She then moved to England and completed a master's degree in public health at the London School of Hygiene & Tropical Medicine and University College London. Çevik completed her specialist training in internal medicine and doctoral research at the University of St Andrews.

== Research and career ==
In 2016 Çevik joined NHS Lothian as a Senior Registrar in infectious diseases. Her research considers HIV and tuberculosis. Çevik is leading a phase 3 clinical trial that looks to reduce the treatment time for patients with drug resistant tuberculosis. In 2020 she was awarded a Clinical Academic Training Fellowship, supported by the Chief Scientist Office Scotland, to establish the biological mechanisms that underpin a poor response to tuberculosis treatment in patients in Kampala.

=== Leadership during the COVID-19 pandemic ===
During the COVID-19 pandemic Çevik served an advisor to the Chief Medical Officer of Scotland and the World Health Organization, and she was a member of New and Emerging Respiratory Virus Threats Advisory Group - an expert committee of the UK Department of Health advising Scientific Advisory Group for Emergencies.

__ASSIGNMENT A__: According to the biographical excerpt, in what year did Çevik join NHS Lothian as a Senior Registrar in infectious diseases?
__ASSIGNMENT B__: From the biographical excerpt, reproduce the part that opens with the words containing "She then moved" and closes with "of St Andrews.".

__MATERIAL SHOWN__:
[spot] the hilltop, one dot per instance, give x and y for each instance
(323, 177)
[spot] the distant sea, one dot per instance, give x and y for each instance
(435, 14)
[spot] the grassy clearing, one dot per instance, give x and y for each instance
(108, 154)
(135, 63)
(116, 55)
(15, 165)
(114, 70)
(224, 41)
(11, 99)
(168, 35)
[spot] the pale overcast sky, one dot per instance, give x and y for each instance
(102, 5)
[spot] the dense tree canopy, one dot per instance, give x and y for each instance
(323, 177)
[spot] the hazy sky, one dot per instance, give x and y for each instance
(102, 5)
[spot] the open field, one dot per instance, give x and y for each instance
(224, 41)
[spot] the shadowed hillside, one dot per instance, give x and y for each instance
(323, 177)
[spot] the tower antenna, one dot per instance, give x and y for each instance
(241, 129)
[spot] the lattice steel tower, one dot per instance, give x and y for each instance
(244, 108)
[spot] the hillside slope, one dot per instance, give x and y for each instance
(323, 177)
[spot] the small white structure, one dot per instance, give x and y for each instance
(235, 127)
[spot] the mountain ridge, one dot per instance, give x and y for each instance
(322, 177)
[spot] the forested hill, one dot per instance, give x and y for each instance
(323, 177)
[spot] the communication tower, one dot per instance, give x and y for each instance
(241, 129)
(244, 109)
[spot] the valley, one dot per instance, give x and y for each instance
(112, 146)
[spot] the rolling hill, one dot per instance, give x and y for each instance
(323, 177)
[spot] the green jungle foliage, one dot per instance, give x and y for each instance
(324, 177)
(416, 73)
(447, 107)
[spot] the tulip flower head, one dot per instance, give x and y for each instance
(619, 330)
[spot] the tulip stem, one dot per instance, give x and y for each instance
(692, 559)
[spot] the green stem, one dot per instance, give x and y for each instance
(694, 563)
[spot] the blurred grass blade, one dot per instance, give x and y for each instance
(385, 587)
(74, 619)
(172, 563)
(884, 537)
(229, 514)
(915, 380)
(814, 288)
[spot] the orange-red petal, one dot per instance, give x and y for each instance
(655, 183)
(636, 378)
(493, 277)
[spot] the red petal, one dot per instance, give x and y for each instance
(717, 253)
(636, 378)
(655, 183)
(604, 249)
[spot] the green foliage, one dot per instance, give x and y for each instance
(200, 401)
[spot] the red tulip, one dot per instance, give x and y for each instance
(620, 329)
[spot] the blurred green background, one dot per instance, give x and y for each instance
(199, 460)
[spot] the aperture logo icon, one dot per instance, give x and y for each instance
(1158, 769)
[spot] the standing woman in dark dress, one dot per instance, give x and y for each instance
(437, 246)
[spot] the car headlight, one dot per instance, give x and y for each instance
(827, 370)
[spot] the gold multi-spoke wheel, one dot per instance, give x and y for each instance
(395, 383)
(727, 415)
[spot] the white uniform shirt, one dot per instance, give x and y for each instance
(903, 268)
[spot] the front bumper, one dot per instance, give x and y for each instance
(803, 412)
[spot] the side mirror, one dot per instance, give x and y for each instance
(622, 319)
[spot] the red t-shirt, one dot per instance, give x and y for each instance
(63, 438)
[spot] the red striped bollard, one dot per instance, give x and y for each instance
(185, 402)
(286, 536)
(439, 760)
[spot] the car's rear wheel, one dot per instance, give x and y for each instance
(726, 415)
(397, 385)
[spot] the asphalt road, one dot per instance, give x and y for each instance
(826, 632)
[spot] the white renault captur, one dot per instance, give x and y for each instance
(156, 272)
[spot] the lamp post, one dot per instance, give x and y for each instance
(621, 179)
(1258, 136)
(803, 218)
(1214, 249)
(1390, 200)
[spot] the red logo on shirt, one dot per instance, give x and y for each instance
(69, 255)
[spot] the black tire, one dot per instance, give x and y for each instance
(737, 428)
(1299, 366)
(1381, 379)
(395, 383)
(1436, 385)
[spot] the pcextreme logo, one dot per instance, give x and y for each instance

__EXERCISE ANSWER A__: 2016

__EXERCISE ANSWER B__:
She then moved to England and completed a master's degree in public health at the London School of Hygiene & Tropical Medicine and University College London. Çevik completed her specialist training in internal medicine and doctoral research at the University of St Andrews.